SELECTED EXCERPT:
A Peru congressman has said he was inspired by Adolf Hitler's Mein Kampf to block civil unions for same-sex couples.

Ruben Condori Cusi, a congressman for the right-wing Nationalist Party, made the comments to Arroba Radio saying that Hitler wasn’t wrong about everything. ‘I read Mein Kampf by Hitler ... and in some parts he's right, because some types of misconduct are generated by a certain kind of life,’ Cusi said. ‘Homosexuality is more or less a kind of misconduct.’

Cusi went on to say men and women should only have certain roles in life and lesbians were only that way because they hated men. ‘Washing, ironing, cooking, is unique to the female gender … a woman only becomes a lesbian out of resentment [of men],' he said.

However Cusi said if he discovered he had a gay son he would try to ‘understand them and support them, but would try to get them to reform.'

The bill, which was put forward by the first openly gay Peruvian lawmaker Carlos Bruce, was killed by the Congress’ Justice and Human Rights Committee in a vote of 7 to 4 with 2 abstentions. For trying to get same-sex couples recognized for the first time in Peru, he was publicly called a ‘maricon,’ or faggot, by a prominent Catholic Bishop over his efforts.

PROVIDED DATA:
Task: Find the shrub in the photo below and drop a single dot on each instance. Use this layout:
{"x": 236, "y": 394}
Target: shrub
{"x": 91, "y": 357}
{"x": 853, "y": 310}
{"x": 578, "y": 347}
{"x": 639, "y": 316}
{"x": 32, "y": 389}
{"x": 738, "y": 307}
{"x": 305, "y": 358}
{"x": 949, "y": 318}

DESCRIPTION OF THE TASK: Name every person the news excerpt about the Peruvian congressman identifies by name.

THE REPLY: Ruben Condori Cusi, Adolf Hitler, Carlos Bruce